• Problem requirements:
In the document excerpt, what solution is given for the risk that some corporate firewalls block WebSocket?

• Document excerpt:

Frontend Tasks (4-5 hours)

  1. Progress Components

    • Create ProcessingProgress component
    • Build stage indicator visualization
    • Implement progress bar with sub-progress
    • Add time estimation display
  2. WebSocket Integration

    • Create useProcessingProgress hook
    • Implement connection management
    • Add reconnection with backoff
    • Create fallback to polling
  3. User Interface Updates

    • Update SummarizePage with progress display
    • Add connection status indicator
    • Implement cancel button functionality
    • Create smooth transitions between stages

Testing (2-3 hours)

  1. Unit Tests

    • Test WebSocket manager functionality
    • Test progress calculation accuracy
    • Test cancellation at various stages
    • Test reconnection logic
  2. Integration Tests

    • Test full processing with progress updates
    • Test connection recovery scenarios
    • Test fallback to polling
    • Test concurrent processing jobs

Success Metrics

  1. Performance Metrics

    • WebSocket latency < 100ms
    • Progress updates at least every 2 seconds
    • Reconnection within 5 seconds
    • Zero lost messages during brief disconnects
  2. User Experience Metrics

    • Clear indication of current stage
    • Accurate time estimates (±20% accuracy)
    • Smooth progress bar movement
    • Immediate response to cancel action
  3. Technical Metrics

    • 100% of processing stages tracked
    • Graceful degradation to polling
    • No memory leaks in WebSocket connections
    • Clean cancellation without orphaned processes

Definition of Done

  • All acceptance criteria met
  • WebSocket connection auto-manages lifecycle
  • Progress updates show for all processing stages
  • Time estimation becomes accurate after 2-3 videos
  • Cancel operation works at any stage
  • Connection recovery handles network interruptions
  • Fallback to polling when WebSocket unavailable
  • Unit and integration tests pass
  • Documentation updated
  • No console errors or warnings

Risk Mitigation

  1. WebSocket Compatibility: Some corporate firewalls block WebSocket

    • Solution: Automatic fallback to polling
  2. Progress Accuracy: Transcript size varies greatly

    • Solution: Dynamic progress calculation based on actual work
  3. Memory Leaks: Long-lived WebSocket connections

    • Solution: Proper cleanup and connection limits
  4. Time Estimation: Insufficient historical data

    • Solution: Use conservative estimates initially
  5. Cancellation Complexity: Pipeline may be in critical section

    • Solution: Safe cancellation points throughout pipeline

Notes

  • WebSocket infrastructure from Story 3.4 provides good foundation
  • Consider using Server-Sent Events (SSE) as alternative to WebSocket
  • Time estimation could use machine learning in future
  • Progress data could be used for performance analytics
  • Consider adding sound/notification when processing completes

Story Status: Ready for Implementation
Assigned To: Developer
Sprint: Next
Story Points: 5

• Data provided:
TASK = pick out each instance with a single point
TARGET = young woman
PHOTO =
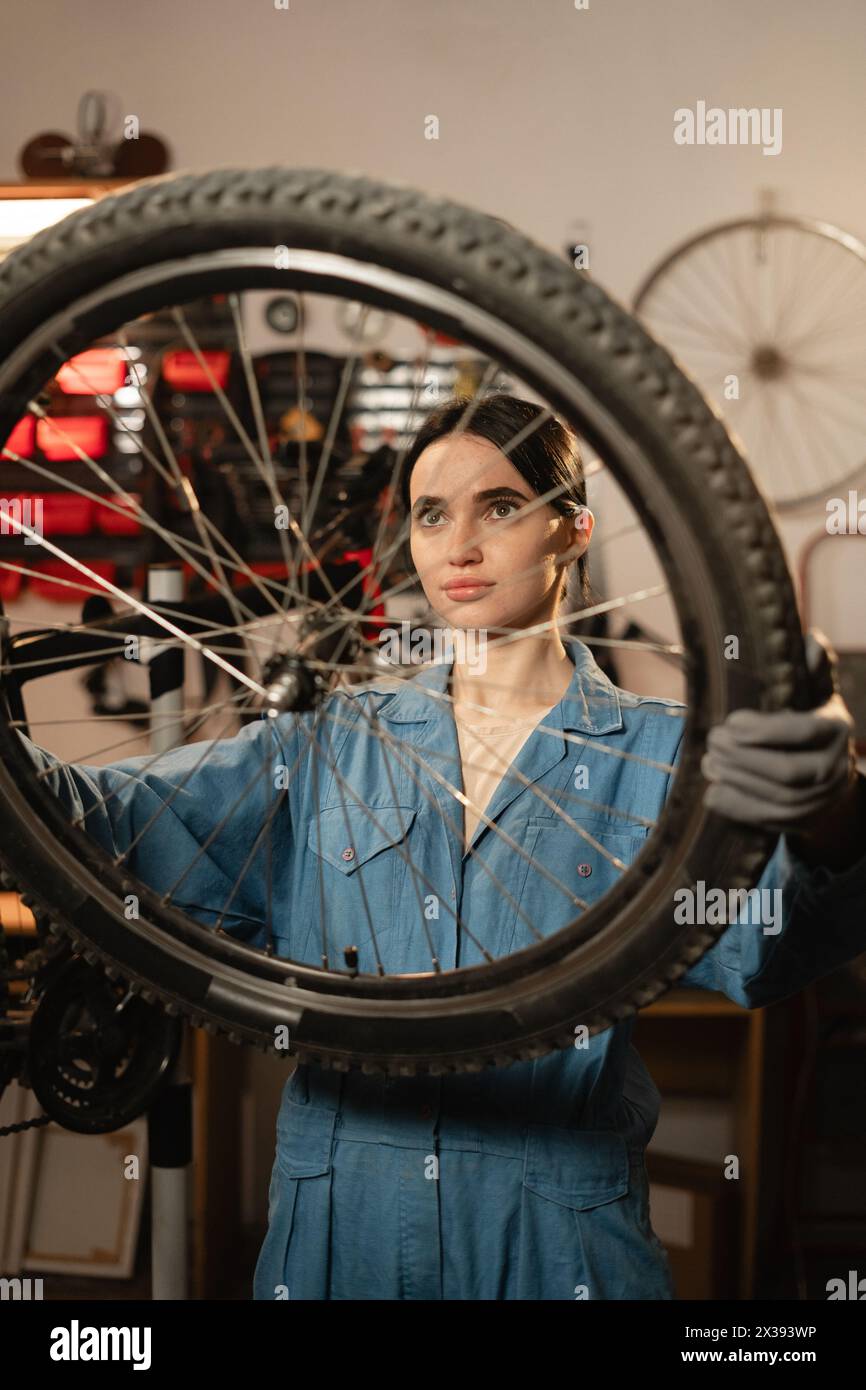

• Response for this exercise:
Automatic fallback to polling.